--- Begin DATASET RECORDS ---

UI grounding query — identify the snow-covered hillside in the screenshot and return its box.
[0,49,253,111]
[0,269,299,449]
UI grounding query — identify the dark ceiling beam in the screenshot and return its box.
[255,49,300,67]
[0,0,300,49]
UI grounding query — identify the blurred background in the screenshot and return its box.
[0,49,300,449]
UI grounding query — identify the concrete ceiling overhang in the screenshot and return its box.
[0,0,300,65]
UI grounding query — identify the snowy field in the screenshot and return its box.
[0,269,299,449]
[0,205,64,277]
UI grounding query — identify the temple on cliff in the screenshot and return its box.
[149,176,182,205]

--- End DATASET RECORDS ---
--- Begin DATASET RECORDS ---

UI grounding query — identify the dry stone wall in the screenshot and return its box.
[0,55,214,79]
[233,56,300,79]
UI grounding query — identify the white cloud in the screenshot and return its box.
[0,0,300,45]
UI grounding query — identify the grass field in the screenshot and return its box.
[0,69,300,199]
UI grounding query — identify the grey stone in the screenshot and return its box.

--- End DATASET RECORDS ---

◆ **EXERCISE INSTRUCTIONS**: Reproduce the records from the line with "UI grounding query — identify the snow-covered" through the line with "[149,176,182,205]", both of those lines included.

◆ **ANSWER TO THIS TASK**:
UI grounding query — identify the snow-covered hillside in the screenshot and return its box.
[0,49,253,111]
[0,269,299,449]
UI grounding query — identify the dark ceiling beam in the screenshot and return its box.
[255,49,300,67]
[0,0,300,49]
UI grounding query — identify the blurred background in the screenshot and return its box.
[0,49,300,449]
UI grounding query — identify the concrete ceiling overhang in the screenshot and return its box.
[0,0,300,65]
UI grounding query — identify the snowy field in the screenshot and return its box.
[0,269,299,449]
[0,205,64,277]
UI grounding query — identify the temple on cliff in the screenshot and return its box.
[149,176,182,205]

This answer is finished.